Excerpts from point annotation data
■ ■ ■ ■ ■ ■ ■
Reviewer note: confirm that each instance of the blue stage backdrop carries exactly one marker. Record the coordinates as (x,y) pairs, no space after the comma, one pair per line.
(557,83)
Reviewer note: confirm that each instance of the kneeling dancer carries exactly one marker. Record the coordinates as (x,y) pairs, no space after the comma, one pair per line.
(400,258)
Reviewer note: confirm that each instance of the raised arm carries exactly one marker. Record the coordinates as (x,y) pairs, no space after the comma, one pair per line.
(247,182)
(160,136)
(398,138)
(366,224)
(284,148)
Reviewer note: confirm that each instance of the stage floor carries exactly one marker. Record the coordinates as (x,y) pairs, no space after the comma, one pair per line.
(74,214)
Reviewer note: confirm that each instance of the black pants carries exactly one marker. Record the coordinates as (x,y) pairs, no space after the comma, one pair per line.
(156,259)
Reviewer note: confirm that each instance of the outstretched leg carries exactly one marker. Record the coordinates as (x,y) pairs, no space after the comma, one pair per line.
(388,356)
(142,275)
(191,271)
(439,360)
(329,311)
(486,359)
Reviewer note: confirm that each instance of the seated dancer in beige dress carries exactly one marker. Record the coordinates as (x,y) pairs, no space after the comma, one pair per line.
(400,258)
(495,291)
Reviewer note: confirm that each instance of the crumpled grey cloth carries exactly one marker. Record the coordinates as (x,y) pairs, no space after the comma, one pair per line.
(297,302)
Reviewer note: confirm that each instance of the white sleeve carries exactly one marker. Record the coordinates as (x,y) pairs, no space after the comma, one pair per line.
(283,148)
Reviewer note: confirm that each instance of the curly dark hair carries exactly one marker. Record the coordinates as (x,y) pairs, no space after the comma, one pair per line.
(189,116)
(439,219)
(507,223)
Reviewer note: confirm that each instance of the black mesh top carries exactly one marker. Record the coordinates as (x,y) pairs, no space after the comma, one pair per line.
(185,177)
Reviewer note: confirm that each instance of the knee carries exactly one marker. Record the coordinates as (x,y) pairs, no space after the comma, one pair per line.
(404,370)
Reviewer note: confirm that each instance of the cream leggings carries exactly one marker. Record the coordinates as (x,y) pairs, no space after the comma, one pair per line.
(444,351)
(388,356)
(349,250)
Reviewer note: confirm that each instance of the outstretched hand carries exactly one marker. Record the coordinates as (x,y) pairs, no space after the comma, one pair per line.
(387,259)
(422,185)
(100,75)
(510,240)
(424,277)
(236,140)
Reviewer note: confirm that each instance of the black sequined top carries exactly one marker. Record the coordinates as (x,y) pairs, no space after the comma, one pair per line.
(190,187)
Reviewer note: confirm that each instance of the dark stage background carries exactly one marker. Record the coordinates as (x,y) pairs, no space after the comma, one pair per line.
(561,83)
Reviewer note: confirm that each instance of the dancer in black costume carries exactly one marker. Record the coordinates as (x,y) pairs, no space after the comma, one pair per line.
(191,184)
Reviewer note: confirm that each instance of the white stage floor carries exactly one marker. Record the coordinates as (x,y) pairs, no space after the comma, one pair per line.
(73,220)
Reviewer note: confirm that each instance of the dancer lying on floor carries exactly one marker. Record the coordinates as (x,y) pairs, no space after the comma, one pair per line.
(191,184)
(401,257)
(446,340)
■ ■ ■ ■ ■ ■ ■
Task to complete
Set down, word for word, only the lines running from the line with "Reviewer note: confirm that each instance of the black sequined" to the last line of the listing above. Both of those lines belong in your answer.

Completed task
Reviewer note: confirm that each instance of the black sequined top carries exactly one marker. Record the coordinates as (x,y) pairs, no space after the comma, one pair per line.
(190,187)
Reviewer note: confirm that each instance of the dark stage background carries exactly one marker. Record the coordinates as (x,y) pairs, no space after the comma, one pair per line.
(561,83)
Reviewer note: confirm that each instance of the dancer in black costume carries exactly one marker. Record the coordinates as (x,y) pairs, no space after the comma, one pair per line.
(191,184)
Reviewer note: confirm that each instance of the white stage floor carries exactly one marker. Record the coordinates as (x,y) pairs, no space after the comma, one pair per line.
(73,220)
Reviewer note: confirm that each instance of the dancer lying on floor carries exactly one marker. Record the coordinates as (x,y) pairs, no space after the comma, one pair per line.
(191,184)
(401,257)
(446,340)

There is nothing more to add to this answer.